* **PAGE**
——————————
Elargissement des compétences
Peu d'imprimeurs se sont
dotés d'une structure de recherche et développement, voire d'un bureau des
méthodes. Et ils sont encore plus rares à s'être penchés sur l'efficacité de
leurs actions commerciales et marketing. Beaucoup ont gardé une mentalité de
façonniers. Reste que certains ont compris l'intérêt de s'enrichir d'une
démarche marketing afin d'anticiper la demande en créant de nouveaux services.
Les imprimeurs, qui ont su se différencier en ciblant des marchés porteurs et
en apportant davantage de valeur ajoutée que leurs concurrents, arrivent ainsi
à tirer leur épingle du jeu. C'est le cas pour ceux qui ont choisi de
s'adapter aux besoins du marketing direct. Dans le domaine de l'impression, il
s'agit d'un marché de niche, mais qui bénéficie d'une bonne santé. Sur environ
29 milliards d'euros dépensés sur l'année par les annonceurs, 9 millions le
sont dans des opérations de marketing direct dont les deux tiers concernent
uniquement le support imprimé. Reste que, d'après une étude Ipsos, le taux de
croissance annuel des dépenses de publicité par approche de marketing direct en
Europe est en croissance depuis plusieurs années. De + 5 %, en 2001, et de +
5,4 %, en 2002, il devrait atteindre 5,8 %, d'ici la fin de l'année 2003. Le
fait que le marketing direct connaisse une telle dynamique profite aux
imprimeurs qui ont orienté leur activité sur ce secteur.D'après Etienne
Geiser, P-dg d'Actimail, entreprise spécialisée dans la gestion déléguée
d'opérations de marketing direct, les impressions destinées à ce secteur
d'activité seraient réalisées à plus de 90 % en offset. « Pour certaines
entreprises issues de l'impression offset en continu, s'orienter vers le
marketing direct était une question de survie », précise Pascal Bovero, délégué
général de la Fédération de l'imprimerie et la communication graphique. Il
leur a toutefois fallu se remettre en cause et intégrer des savoir-faire
complémentaires à ceux habituellement circonscrits au métier de l'impression.
——————————
(Liste des données)
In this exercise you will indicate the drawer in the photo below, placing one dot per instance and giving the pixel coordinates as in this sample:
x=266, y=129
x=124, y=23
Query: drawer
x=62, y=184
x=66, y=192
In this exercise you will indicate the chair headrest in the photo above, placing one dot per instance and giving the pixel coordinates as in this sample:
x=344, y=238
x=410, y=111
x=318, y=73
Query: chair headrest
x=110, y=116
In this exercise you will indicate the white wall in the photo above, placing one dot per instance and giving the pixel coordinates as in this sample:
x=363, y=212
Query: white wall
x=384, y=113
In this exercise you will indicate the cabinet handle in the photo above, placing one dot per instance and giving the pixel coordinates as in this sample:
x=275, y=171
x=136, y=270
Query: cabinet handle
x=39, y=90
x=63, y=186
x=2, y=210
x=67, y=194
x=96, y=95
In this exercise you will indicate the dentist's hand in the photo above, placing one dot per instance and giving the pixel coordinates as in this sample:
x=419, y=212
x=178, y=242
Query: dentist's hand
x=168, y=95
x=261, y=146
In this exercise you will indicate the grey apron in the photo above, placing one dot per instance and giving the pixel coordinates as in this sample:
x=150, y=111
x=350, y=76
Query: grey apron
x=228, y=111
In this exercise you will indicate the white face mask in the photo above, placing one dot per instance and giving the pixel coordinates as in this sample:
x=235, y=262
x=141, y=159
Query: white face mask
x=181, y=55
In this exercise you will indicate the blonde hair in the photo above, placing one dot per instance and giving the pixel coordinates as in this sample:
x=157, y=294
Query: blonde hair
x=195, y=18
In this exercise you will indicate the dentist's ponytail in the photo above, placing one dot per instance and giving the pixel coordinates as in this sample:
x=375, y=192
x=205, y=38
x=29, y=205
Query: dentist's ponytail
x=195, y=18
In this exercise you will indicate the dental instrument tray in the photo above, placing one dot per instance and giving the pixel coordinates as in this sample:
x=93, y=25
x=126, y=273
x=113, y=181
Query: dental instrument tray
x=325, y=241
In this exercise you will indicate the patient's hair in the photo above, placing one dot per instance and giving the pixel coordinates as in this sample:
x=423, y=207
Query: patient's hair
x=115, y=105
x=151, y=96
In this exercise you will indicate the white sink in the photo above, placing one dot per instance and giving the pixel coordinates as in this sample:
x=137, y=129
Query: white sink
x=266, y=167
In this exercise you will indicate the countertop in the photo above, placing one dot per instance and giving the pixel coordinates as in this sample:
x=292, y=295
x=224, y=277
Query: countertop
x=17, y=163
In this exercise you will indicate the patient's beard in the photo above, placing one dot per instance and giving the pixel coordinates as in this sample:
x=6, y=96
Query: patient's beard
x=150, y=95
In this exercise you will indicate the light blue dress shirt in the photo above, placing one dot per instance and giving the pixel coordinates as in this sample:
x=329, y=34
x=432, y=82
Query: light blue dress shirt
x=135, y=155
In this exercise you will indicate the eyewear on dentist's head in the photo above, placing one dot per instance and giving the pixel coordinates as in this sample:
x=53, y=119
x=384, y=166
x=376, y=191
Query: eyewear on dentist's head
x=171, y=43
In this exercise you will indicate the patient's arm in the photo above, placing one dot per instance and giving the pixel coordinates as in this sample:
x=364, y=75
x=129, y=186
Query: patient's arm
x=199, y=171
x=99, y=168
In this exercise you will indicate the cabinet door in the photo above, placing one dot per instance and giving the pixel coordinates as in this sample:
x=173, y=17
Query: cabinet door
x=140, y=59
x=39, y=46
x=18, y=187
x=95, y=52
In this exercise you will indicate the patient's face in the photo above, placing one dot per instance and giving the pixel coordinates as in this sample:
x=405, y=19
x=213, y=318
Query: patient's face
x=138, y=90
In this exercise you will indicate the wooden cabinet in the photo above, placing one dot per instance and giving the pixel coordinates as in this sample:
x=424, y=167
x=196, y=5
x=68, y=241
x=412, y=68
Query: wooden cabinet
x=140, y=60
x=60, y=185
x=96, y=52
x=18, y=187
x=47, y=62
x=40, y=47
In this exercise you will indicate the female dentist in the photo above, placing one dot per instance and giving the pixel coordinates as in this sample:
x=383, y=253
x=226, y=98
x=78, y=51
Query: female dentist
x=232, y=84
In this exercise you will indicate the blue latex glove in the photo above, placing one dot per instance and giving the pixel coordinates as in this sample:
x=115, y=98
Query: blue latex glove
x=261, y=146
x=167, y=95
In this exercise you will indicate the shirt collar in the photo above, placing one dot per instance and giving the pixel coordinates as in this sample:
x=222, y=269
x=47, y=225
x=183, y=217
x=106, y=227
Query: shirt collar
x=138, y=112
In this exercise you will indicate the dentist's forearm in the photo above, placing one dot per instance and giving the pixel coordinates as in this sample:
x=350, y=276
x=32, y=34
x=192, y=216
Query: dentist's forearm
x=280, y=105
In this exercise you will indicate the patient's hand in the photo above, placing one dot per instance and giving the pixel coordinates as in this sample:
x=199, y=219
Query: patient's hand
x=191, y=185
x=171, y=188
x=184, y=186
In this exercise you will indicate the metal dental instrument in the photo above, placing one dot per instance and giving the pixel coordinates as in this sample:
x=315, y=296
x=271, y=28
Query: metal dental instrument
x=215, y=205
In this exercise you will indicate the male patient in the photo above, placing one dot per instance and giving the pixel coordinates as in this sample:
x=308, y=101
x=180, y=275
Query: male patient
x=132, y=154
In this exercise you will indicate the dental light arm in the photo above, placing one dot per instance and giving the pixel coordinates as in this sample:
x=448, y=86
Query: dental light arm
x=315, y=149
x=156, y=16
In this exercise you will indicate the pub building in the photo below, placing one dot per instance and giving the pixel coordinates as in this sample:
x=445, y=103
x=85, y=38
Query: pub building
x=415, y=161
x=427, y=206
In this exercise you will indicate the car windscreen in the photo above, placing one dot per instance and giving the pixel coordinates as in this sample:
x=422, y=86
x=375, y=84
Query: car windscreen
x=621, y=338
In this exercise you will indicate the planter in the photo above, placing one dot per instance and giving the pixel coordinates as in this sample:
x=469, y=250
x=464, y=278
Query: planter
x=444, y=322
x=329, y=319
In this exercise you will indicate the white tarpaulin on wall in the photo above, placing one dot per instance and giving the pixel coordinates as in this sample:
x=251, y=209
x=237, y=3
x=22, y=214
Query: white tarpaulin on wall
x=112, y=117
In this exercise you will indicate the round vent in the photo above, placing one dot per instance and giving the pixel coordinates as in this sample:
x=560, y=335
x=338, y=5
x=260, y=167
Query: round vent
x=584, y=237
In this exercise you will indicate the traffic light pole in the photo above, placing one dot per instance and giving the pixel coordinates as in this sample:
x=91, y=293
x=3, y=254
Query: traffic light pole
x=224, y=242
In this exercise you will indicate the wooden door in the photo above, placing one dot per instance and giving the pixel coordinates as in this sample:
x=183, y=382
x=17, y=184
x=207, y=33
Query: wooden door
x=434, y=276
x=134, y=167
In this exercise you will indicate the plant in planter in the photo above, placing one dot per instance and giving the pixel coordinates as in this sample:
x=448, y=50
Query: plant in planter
——————————
* **PROBLÈMES À RÉSOUDRE**
A: Extrayez du texte sur les imprimeurs le passage qui va de « Elargissement des compétences » à « de nouveaux services. ».
B: Répondez à ces questions à partir du texte sur les imprimeurs :
(i) Quel taux de croissance annuel des dépenses de publicité par marketing direct en Europe est attendu d'ici la fin de l'année 2003 ?
(ii) Quelle fonction Pascal Bovero occupe-t-il ?
(iii) Selon Etienne Geiser, quelle part des impressions destinées au marketing direct serait réalisée en offset ?

* **RÉSULTATS**
A:
Elargissement des compétences
Peu d'imprimeurs se sont
dotés d'une structure de recherche et développement, voire d'un bureau des
méthodes. Et ils sont encore plus rares à s'être penchés sur l'efficacité de
leurs actions commerciales et marketing. Beaucoup ont gardé une mentalité de
façonniers. Reste que certains ont compris l'intérêt de s'enrichir d'une
démarche marketing afin d'anticiper la demande en créant de nouveaux services.

B:
(i) 5,8 %
(ii) Délégué général de la Fédération de l'imprimerie et la communication graphique
(iii) Plus de 90 %